EXERCISE - Gather every line of the items below that contains the string "image", treating uppercase and lowercase as different.
+++ RECORDED INFORMATION
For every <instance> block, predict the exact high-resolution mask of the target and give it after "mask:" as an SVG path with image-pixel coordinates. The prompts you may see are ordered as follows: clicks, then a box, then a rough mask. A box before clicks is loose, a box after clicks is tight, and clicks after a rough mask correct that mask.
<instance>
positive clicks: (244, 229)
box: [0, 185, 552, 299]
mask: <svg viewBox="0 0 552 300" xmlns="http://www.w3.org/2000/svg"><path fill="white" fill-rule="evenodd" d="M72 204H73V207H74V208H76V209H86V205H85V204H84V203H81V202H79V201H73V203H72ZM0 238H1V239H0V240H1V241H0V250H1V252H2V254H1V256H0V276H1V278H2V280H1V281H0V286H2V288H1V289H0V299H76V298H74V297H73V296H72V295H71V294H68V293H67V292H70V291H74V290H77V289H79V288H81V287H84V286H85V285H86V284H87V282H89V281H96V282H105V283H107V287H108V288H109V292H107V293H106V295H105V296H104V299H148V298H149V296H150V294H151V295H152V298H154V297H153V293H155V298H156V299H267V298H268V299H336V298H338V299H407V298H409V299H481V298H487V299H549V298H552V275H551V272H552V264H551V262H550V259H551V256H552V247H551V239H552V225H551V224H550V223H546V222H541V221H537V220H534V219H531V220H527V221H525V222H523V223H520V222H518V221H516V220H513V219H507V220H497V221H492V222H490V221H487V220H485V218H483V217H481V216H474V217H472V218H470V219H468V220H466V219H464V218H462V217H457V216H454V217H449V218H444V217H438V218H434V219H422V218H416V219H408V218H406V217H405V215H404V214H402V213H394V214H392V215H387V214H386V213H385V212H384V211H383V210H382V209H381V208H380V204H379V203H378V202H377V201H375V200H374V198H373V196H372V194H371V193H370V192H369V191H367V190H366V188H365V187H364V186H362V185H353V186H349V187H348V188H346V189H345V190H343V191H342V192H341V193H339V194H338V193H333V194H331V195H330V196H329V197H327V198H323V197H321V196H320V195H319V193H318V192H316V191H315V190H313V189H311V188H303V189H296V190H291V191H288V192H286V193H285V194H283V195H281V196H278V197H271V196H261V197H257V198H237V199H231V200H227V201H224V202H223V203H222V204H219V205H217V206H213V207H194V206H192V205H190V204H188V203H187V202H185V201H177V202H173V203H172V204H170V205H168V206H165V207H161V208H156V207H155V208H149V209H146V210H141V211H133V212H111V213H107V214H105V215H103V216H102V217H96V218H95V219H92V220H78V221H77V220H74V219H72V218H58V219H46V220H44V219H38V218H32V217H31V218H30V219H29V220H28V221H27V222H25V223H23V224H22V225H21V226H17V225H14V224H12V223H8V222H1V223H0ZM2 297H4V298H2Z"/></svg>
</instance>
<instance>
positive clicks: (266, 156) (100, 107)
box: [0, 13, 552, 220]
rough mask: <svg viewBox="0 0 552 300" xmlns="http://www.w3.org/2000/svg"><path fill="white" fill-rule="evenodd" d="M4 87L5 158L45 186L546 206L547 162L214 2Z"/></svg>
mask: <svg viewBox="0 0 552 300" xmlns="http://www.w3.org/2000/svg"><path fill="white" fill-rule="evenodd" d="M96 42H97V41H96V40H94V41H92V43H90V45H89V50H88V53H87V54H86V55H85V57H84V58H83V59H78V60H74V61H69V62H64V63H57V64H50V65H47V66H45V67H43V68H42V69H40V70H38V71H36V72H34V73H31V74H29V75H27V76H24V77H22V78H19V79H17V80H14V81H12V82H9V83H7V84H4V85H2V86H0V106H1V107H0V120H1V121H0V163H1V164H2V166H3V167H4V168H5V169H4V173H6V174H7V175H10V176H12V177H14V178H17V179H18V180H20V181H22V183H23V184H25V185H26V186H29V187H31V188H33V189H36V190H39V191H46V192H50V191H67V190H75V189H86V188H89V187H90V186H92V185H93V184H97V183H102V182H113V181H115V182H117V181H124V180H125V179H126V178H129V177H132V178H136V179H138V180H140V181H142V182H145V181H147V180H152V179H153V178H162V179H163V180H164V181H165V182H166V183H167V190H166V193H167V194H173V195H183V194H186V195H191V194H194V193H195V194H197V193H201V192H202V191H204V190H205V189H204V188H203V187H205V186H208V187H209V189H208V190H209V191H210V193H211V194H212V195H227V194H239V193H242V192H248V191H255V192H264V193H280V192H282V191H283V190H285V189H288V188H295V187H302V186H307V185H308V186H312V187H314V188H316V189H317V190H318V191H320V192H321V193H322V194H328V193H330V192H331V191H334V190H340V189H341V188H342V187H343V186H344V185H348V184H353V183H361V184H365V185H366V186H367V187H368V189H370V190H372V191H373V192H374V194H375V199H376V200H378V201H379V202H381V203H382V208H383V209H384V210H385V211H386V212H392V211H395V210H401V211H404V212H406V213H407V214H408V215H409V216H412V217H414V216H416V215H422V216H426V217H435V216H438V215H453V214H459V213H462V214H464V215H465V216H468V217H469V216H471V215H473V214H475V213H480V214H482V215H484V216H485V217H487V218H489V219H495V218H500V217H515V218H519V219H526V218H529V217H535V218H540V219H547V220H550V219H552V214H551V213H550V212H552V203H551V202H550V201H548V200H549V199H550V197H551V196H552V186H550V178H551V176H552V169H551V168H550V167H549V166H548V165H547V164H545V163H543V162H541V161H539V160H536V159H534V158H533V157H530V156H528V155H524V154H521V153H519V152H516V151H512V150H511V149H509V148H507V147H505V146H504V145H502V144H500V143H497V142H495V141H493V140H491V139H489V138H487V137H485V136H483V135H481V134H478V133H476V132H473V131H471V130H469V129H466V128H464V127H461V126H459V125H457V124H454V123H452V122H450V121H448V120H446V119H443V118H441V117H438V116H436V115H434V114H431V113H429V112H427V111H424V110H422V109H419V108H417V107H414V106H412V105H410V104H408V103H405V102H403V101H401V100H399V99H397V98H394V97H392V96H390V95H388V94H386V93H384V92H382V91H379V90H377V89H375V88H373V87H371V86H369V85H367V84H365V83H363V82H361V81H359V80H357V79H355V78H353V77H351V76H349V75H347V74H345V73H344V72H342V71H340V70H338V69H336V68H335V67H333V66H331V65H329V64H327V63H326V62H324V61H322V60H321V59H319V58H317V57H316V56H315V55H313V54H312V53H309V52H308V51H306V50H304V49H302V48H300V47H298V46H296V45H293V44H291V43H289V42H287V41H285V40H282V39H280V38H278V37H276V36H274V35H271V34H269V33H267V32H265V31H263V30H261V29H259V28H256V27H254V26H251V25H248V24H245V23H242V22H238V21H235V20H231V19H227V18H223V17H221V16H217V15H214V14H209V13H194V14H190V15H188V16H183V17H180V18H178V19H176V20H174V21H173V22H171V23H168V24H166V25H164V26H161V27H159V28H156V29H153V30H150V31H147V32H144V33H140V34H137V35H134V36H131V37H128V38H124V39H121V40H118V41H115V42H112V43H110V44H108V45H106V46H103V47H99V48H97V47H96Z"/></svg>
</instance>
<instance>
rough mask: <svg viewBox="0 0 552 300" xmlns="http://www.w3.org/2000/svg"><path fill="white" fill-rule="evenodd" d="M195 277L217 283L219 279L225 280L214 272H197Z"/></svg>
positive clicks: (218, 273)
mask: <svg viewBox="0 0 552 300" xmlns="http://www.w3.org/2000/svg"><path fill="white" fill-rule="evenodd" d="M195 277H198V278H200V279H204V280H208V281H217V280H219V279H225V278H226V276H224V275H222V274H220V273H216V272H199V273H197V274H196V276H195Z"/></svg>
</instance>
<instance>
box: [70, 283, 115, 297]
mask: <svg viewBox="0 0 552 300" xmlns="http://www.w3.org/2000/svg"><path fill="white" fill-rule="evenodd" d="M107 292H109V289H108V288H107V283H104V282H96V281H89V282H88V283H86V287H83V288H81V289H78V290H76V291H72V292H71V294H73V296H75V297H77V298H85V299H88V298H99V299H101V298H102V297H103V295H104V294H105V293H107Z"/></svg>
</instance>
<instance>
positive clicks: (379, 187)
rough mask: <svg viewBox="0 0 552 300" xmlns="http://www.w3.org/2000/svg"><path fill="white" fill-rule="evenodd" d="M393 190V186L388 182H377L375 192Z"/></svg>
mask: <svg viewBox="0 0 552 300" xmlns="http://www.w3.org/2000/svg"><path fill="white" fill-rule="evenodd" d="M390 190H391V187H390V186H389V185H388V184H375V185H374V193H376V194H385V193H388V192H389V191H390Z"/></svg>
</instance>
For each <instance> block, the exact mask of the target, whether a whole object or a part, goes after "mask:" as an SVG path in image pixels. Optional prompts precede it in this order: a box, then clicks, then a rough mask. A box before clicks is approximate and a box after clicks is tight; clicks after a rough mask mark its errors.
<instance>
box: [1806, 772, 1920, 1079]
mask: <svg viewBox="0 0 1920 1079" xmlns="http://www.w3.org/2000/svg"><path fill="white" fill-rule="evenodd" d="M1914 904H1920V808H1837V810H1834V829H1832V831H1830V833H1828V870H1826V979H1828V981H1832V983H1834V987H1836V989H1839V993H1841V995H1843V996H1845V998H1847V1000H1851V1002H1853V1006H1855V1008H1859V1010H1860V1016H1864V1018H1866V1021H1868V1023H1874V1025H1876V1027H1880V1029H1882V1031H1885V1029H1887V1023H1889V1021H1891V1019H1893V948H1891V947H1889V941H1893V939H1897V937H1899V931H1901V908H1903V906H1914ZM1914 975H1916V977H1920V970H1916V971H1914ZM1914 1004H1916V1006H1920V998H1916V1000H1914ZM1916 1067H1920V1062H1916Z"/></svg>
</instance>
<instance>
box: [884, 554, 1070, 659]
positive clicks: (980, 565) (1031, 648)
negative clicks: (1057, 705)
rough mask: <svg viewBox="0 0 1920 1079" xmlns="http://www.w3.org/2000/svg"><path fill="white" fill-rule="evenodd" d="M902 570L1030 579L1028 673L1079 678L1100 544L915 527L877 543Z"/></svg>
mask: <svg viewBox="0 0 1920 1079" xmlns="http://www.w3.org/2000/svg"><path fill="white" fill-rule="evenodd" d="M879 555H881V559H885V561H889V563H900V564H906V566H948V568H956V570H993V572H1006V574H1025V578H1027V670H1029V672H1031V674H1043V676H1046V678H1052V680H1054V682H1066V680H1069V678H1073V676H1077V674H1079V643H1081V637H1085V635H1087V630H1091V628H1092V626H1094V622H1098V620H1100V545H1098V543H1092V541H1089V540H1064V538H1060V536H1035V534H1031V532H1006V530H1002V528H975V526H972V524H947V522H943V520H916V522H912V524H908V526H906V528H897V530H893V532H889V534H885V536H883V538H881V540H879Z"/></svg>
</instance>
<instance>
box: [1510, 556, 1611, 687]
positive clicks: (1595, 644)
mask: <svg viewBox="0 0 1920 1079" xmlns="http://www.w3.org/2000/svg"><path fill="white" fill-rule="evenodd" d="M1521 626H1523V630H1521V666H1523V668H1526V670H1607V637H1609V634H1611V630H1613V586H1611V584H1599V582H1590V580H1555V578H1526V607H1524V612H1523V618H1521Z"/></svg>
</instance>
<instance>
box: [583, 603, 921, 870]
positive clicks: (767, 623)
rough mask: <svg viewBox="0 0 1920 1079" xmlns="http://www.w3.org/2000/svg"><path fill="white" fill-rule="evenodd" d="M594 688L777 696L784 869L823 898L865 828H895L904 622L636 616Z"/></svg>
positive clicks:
++++++
EXPECTED ANSWER -
For every <instance> block, predict the exact high-resolution mask of the target and give it after "mask:" as an SVG path with image-pixel coordinates. The prompts you may see are ordered as follows: clicks, then a box, then a rough mask. A box before clicks is loose, a box after clicks is tight, and clicks after a rough mask correct that mask.
For each <instance> block, the exact mask of the target, whether a whole object or a part, goes after "mask:" as an SVG path in image pixels. Optional prompts precede it in this order: a box, then clicks, then a rough mask. A box before clicks is approximate and a box after clicks is tight; clicks after a rough mask mark its errors.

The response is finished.